**** Material to process

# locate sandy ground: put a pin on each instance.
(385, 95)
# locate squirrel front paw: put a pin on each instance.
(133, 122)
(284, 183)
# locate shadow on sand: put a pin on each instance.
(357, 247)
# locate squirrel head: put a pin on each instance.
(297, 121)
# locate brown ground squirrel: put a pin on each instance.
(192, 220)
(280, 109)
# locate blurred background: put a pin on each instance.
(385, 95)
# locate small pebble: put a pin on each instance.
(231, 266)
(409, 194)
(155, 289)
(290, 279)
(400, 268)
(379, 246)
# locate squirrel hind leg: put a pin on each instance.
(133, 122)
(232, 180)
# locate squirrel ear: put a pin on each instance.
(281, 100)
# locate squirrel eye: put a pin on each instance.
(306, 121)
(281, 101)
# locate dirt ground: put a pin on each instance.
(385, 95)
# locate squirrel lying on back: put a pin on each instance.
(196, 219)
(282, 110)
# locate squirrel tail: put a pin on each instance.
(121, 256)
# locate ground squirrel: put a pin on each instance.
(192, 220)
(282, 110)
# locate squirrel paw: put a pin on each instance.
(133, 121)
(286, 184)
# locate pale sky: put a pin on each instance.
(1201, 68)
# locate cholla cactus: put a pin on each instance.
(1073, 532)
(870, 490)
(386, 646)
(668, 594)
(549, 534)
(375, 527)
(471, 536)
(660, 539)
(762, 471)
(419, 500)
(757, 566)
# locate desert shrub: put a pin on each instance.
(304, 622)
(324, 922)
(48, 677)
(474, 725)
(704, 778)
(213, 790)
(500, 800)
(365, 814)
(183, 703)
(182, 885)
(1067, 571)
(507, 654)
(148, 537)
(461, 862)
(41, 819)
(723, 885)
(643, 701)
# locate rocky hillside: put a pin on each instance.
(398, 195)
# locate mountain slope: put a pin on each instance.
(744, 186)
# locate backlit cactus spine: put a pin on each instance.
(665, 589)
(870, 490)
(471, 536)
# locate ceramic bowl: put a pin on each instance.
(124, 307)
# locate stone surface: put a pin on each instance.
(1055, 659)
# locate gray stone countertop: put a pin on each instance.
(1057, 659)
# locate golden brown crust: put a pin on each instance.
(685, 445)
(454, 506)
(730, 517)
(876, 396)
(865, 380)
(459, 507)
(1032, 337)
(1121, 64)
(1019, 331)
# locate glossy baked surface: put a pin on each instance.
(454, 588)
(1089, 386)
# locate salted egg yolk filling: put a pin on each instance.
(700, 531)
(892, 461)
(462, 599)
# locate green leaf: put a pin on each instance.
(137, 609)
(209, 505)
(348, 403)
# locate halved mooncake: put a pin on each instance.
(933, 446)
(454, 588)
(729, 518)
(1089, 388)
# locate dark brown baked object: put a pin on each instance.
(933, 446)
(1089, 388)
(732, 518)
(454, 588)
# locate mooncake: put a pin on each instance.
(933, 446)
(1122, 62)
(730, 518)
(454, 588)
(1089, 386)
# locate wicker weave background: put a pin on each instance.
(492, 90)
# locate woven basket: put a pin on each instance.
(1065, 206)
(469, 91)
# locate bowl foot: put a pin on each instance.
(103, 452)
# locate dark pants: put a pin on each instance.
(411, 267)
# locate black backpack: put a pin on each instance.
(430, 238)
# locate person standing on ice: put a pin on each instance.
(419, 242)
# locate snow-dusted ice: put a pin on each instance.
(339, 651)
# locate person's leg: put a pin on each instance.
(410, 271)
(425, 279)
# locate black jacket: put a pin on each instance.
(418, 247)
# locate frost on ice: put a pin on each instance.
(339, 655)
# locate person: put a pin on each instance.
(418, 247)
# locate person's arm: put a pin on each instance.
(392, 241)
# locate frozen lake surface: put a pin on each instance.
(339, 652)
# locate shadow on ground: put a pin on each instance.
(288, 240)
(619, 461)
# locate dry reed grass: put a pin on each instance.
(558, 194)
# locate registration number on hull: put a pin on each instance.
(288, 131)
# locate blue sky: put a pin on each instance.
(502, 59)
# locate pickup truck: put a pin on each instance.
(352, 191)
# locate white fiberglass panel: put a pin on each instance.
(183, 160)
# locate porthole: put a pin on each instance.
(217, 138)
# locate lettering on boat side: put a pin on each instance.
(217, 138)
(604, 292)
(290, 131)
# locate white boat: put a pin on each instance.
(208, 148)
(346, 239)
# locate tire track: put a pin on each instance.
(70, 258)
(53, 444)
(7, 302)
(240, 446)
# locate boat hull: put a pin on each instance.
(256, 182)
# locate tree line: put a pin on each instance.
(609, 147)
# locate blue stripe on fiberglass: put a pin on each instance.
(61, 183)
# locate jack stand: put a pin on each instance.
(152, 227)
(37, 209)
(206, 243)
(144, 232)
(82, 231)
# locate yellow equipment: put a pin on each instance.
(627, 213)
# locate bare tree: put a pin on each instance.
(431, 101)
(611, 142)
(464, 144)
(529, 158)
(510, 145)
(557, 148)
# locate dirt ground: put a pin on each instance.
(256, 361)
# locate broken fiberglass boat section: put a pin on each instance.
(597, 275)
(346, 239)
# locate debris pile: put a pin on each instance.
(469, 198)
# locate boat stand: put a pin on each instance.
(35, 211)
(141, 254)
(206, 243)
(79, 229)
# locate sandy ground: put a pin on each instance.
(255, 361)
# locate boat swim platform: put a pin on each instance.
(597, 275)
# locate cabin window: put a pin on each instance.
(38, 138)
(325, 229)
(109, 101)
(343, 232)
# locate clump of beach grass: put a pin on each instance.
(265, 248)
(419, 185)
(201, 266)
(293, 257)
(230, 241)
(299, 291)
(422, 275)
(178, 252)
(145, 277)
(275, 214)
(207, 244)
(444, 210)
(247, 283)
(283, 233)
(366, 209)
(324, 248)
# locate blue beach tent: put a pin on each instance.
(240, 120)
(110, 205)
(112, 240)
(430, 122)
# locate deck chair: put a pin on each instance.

********

▶ Goal of the exercise:
Quote, without any change, each line from the one that contains "# locate blue stripe" through the end of the material.

▶ Result for this task:
# locate blue stripe on fiberglass: put a pin on each instance.
(61, 183)
# locate jack stand: put a pin on each instance.
(152, 227)
(37, 209)
(206, 243)
(144, 232)
(82, 231)
# locate yellow equipment: put a pin on each instance.
(627, 213)
# locate bare tree: put a pin on each instance.
(431, 101)
(611, 142)
(464, 144)
(529, 158)
(510, 145)
(557, 148)
# locate dirt ground: put a pin on each instance.
(256, 361)
# locate broken fiberglass boat section: put a pin on each instance.
(597, 275)
(346, 239)
# locate debris pile: put a pin on each instance.
(469, 198)
# locate boat stand: put a pin on each instance.
(35, 211)
(141, 254)
(206, 243)
(79, 229)
# locate sandy ground: put a pin on each instance.
(255, 361)
# locate boat swim platform: put a pin on each instance.
(597, 275)
# locate cabin window: put a pin on each instance.
(38, 138)
(325, 229)
(109, 101)
(343, 232)
# locate clump of beach grass: put a pin on each instance.
(265, 248)
(419, 185)
(201, 266)
(293, 257)
(230, 241)
(299, 291)
(422, 275)
(178, 252)
(145, 277)
(275, 214)
(207, 244)
(444, 210)
(247, 283)
(283, 233)
(366, 209)
(324, 248)
# locate blue beach tent: put a pin on each instance.
(240, 120)
(110, 205)
(112, 240)
(430, 122)
# locate deck chair: put a pin on each instance.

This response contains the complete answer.